((
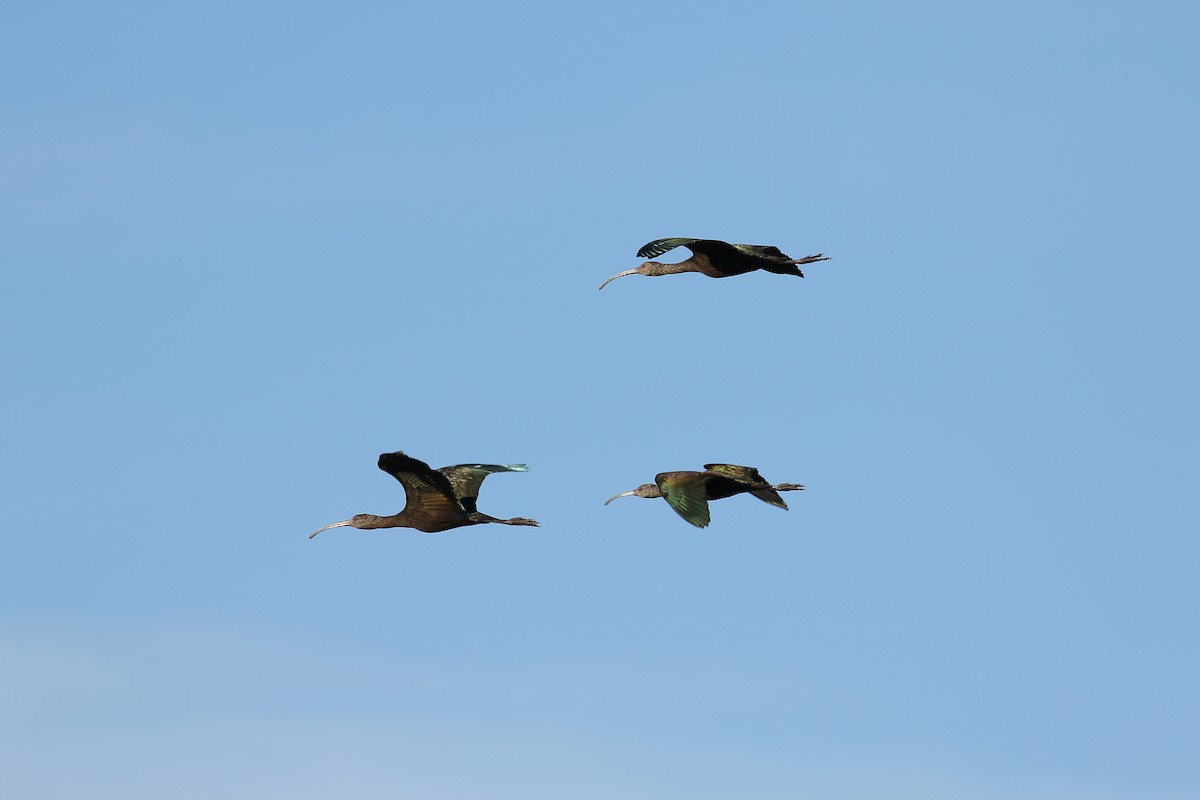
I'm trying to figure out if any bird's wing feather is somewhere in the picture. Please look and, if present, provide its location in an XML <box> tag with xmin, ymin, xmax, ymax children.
<box><xmin>704</xmin><ymin>464</ymin><xmax>787</xmax><ymax>511</ymax></box>
<box><xmin>733</xmin><ymin>245</ymin><xmax>792</xmax><ymax>261</ymax></box>
<box><xmin>438</xmin><ymin>464</ymin><xmax>529</xmax><ymax>511</ymax></box>
<box><xmin>379</xmin><ymin>452</ymin><xmax>465</xmax><ymax>511</ymax></box>
<box><xmin>654</xmin><ymin>473</ymin><xmax>709</xmax><ymax>528</ymax></box>
<box><xmin>637</xmin><ymin>239</ymin><xmax>701</xmax><ymax>258</ymax></box>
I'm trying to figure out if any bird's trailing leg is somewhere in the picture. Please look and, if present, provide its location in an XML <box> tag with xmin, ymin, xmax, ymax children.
<box><xmin>470</xmin><ymin>511</ymin><xmax>540</xmax><ymax>528</ymax></box>
<box><xmin>780</xmin><ymin>253</ymin><xmax>829</xmax><ymax>264</ymax></box>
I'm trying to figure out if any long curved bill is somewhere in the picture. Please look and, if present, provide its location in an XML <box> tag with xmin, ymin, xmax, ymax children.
<box><xmin>308</xmin><ymin>519</ymin><xmax>350</xmax><ymax>539</ymax></box>
<box><xmin>596</xmin><ymin>270</ymin><xmax>637</xmax><ymax>292</ymax></box>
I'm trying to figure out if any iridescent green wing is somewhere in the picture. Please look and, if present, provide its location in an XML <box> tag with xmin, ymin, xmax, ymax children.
<box><xmin>704</xmin><ymin>464</ymin><xmax>787</xmax><ymax>511</ymax></box>
<box><xmin>379</xmin><ymin>452</ymin><xmax>462</xmax><ymax>513</ymax></box>
<box><xmin>654</xmin><ymin>473</ymin><xmax>709</xmax><ymax>528</ymax></box>
<box><xmin>733</xmin><ymin>245</ymin><xmax>792</xmax><ymax>261</ymax></box>
<box><xmin>438</xmin><ymin>464</ymin><xmax>529</xmax><ymax>512</ymax></box>
<box><xmin>637</xmin><ymin>239</ymin><xmax>702</xmax><ymax>258</ymax></box>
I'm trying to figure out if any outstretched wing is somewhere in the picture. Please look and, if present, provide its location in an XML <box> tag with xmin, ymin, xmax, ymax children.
<box><xmin>733</xmin><ymin>245</ymin><xmax>792</xmax><ymax>261</ymax></box>
<box><xmin>379</xmin><ymin>452</ymin><xmax>465</xmax><ymax>515</ymax></box>
<box><xmin>637</xmin><ymin>239</ymin><xmax>712</xmax><ymax>258</ymax></box>
<box><xmin>438</xmin><ymin>464</ymin><xmax>529</xmax><ymax>512</ymax></box>
<box><xmin>654</xmin><ymin>473</ymin><xmax>709</xmax><ymax>528</ymax></box>
<box><xmin>704</xmin><ymin>464</ymin><xmax>787</xmax><ymax>511</ymax></box>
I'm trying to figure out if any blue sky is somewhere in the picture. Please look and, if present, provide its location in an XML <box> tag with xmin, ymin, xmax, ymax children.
<box><xmin>0</xmin><ymin>2</ymin><xmax>1200</xmax><ymax>800</ymax></box>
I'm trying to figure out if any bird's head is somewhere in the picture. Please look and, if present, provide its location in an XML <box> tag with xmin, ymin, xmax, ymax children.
<box><xmin>308</xmin><ymin>513</ymin><xmax>382</xmax><ymax>539</ymax></box>
<box><xmin>604</xmin><ymin>483</ymin><xmax>662</xmax><ymax>505</ymax></box>
<box><xmin>600</xmin><ymin>261</ymin><xmax>667</xmax><ymax>289</ymax></box>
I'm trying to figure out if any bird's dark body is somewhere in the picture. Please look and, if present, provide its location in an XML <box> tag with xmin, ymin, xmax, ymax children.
<box><xmin>637</xmin><ymin>239</ymin><xmax>804</xmax><ymax>278</ymax></box>
<box><xmin>308</xmin><ymin>452</ymin><xmax>538</xmax><ymax>539</ymax></box>
<box><xmin>605</xmin><ymin>464</ymin><xmax>804</xmax><ymax>528</ymax></box>
<box><xmin>600</xmin><ymin>237</ymin><xmax>829</xmax><ymax>289</ymax></box>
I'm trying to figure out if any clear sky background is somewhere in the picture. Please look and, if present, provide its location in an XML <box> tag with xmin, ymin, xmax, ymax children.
<box><xmin>0</xmin><ymin>1</ymin><xmax>1200</xmax><ymax>800</ymax></box>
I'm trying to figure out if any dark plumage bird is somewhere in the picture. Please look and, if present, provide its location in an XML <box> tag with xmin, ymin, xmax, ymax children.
<box><xmin>600</xmin><ymin>239</ymin><xmax>829</xmax><ymax>289</ymax></box>
<box><xmin>308</xmin><ymin>452</ymin><xmax>538</xmax><ymax>539</ymax></box>
<box><xmin>604</xmin><ymin>464</ymin><xmax>804</xmax><ymax>528</ymax></box>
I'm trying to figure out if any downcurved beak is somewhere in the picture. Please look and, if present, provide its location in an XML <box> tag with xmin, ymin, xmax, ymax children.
<box><xmin>308</xmin><ymin>519</ymin><xmax>350</xmax><ymax>539</ymax></box>
<box><xmin>596</xmin><ymin>270</ymin><xmax>637</xmax><ymax>291</ymax></box>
))
REQUIREMENTS: Copy all of the items above word for word, leaving the pictures out of your answer.

COMPLETE ANSWER:
I'm trying to figure out if any bird's wing feather is somewhere in the picture. Please look and, if present, provide its location in an XML <box> tag with xmin, ymin, xmax, ymax children.
<box><xmin>704</xmin><ymin>464</ymin><xmax>787</xmax><ymax>511</ymax></box>
<box><xmin>733</xmin><ymin>245</ymin><xmax>792</xmax><ymax>261</ymax></box>
<box><xmin>438</xmin><ymin>464</ymin><xmax>529</xmax><ymax>511</ymax></box>
<box><xmin>379</xmin><ymin>452</ymin><xmax>465</xmax><ymax>511</ymax></box>
<box><xmin>654</xmin><ymin>473</ymin><xmax>709</xmax><ymax>528</ymax></box>
<box><xmin>637</xmin><ymin>239</ymin><xmax>701</xmax><ymax>258</ymax></box>
I'm trying to figure out if any bird's trailing leg is somewhere in the picture. Please look and, if present, provide its location in an XML <box> tag with xmin, ymin, xmax, ymax children.
<box><xmin>470</xmin><ymin>511</ymin><xmax>540</xmax><ymax>528</ymax></box>
<box><xmin>780</xmin><ymin>253</ymin><xmax>829</xmax><ymax>264</ymax></box>
I'm trying to figure out if any long curved bill is somewhere in the picture. Please look and, if present, provide its location in an XML <box> tag with xmin, ymin, xmax, ymax children.
<box><xmin>308</xmin><ymin>519</ymin><xmax>350</xmax><ymax>539</ymax></box>
<box><xmin>596</xmin><ymin>270</ymin><xmax>637</xmax><ymax>292</ymax></box>
I'm trying to figure out if any iridescent green wing is somewhere in the picture. Please look and, if present, provide its location in an XML <box> tag with xmin, ymin, xmax, ymax children.
<box><xmin>704</xmin><ymin>464</ymin><xmax>787</xmax><ymax>511</ymax></box>
<box><xmin>379</xmin><ymin>452</ymin><xmax>462</xmax><ymax>513</ymax></box>
<box><xmin>654</xmin><ymin>473</ymin><xmax>709</xmax><ymax>528</ymax></box>
<box><xmin>733</xmin><ymin>245</ymin><xmax>792</xmax><ymax>261</ymax></box>
<box><xmin>438</xmin><ymin>464</ymin><xmax>529</xmax><ymax>512</ymax></box>
<box><xmin>637</xmin><ymin>239</ymin><xmax>702</xmax><ymax>258</ymax></box>
I'm trying to figure out if any outstretched wing is somewhere in the picture. Please look and, if present, provide its location in an XML <box> tag with xmin, ymin, xmax, ymax children.
<box><xmin>733</xmin><ymin>245</ymin><xmax>792</xmax><ymax>261</ymax></box>
<box><xmin>379</xmin><ymin>452</ymin><xmax>465</xmax><ymax>515</ymax></box>
<box><xmin>637</xmin><ymin>239</ymin><xmax>712</xmax><ymax>258</ymax></box>
<box><xmin>438</xmin><ymin>464</ymin><xmax>529</xmax><ymax>512</ymax></box>
<box><xmin>654</xmin><ymin>473</ymin><xmax>709</xmax><ymax>528</ymax></box>
<box><xmin>704</xmin><ymin>464</ymin><xmax>787</xmax><ymax>511</ymax></box>
I'm trying to figure out if any blue sky is somewhere in the picture. Please look and, if present, provide its location in an XML <box> tag with xmin, ymin, xmax, ymax children.
<box><xmin>0</xmin><ymin>2</ymin><xmax>1200</xmax><ymax>800</ymax></box>
I'm trying to figure out if any bird's head is somewhere in the picture. Please look and, if present, provide its location in an XML <box> tag with xmin, ymin, xmax, ymax children.
<box><xmin>308</xmin><ymin>513</ymin><xmax>382</xmax><ymax>539</ymax></box>
<box><xmin>604</xmin><ymin>483</ymin><xmax>662</xmax><ymax>505</ymax></box>
<box><xmin>600</xmin><ymin>261</ymin><xmax>667</xmax><ymax>289</ymax></box>
I'm trying to figure out if any bird's dark body is somewhere in the picture. Please look and, if present, provide its location in an XML <box> tag with xmin, ymin, xmax, ymax children.
<box><xmin>637</xmin><ymin>239</ymin><xmax>804</xmax><ymax>278</ymax></box>
<box><xmin>308</xmin><ymin>452</ymin><xmax>538</xmax><ymax>539</ymax></box>
<box><xmin>605</xmin><ymin>464</ymin><xmax>804</xmax><ymax>528</ymax></box>
<box><xmin>600</xmin><ymin>237</ymin><xmax>829</xmax><ymax>289</ymax></box>
I'm trying to figure out if any clear sky background is somewhere in the picture. Please look and, if present, provide its location in an XML <box> tag with xmin, ymin, xmax, ymax children.
<box><xmin>0</xmin><ymin>1</ymin><xmax>1200</xmax><ymax>800</ymax></box>
I'm trying to figure out if any dark plumage bird is somewhere in the picture. Please look and, if present, provide its location in an XML <box> tag with xmin, ymin, xmax, ymax children.
<box><xmin>600</xmin><ymin>239</ymin><xmax>829</xmax><ymax>289</ymax></box>
<box><xmin>308</xmin><ymin>452</ymin><xmax>538</xmax><ymax>539</ymax></box>
<box><xmin>604</xmin><ymin>464</ymin><xmax>804</xmax><ymax>528</ymax></box>
I'm trying to figure out if any downcurved beak is somewhere in the picture. Please look and, if present, provide its location in an XML <box> tag with xmin, ymin, xmax, ymax children.
<box><xmin>308</xmin><ymin>519</ymin><xmax>350</xmax><ymax>539</ymax></box>
<box><xmin>596</xmin><ymin>270</ymin><xmax>637</xmax><ymax>291</ymax></box>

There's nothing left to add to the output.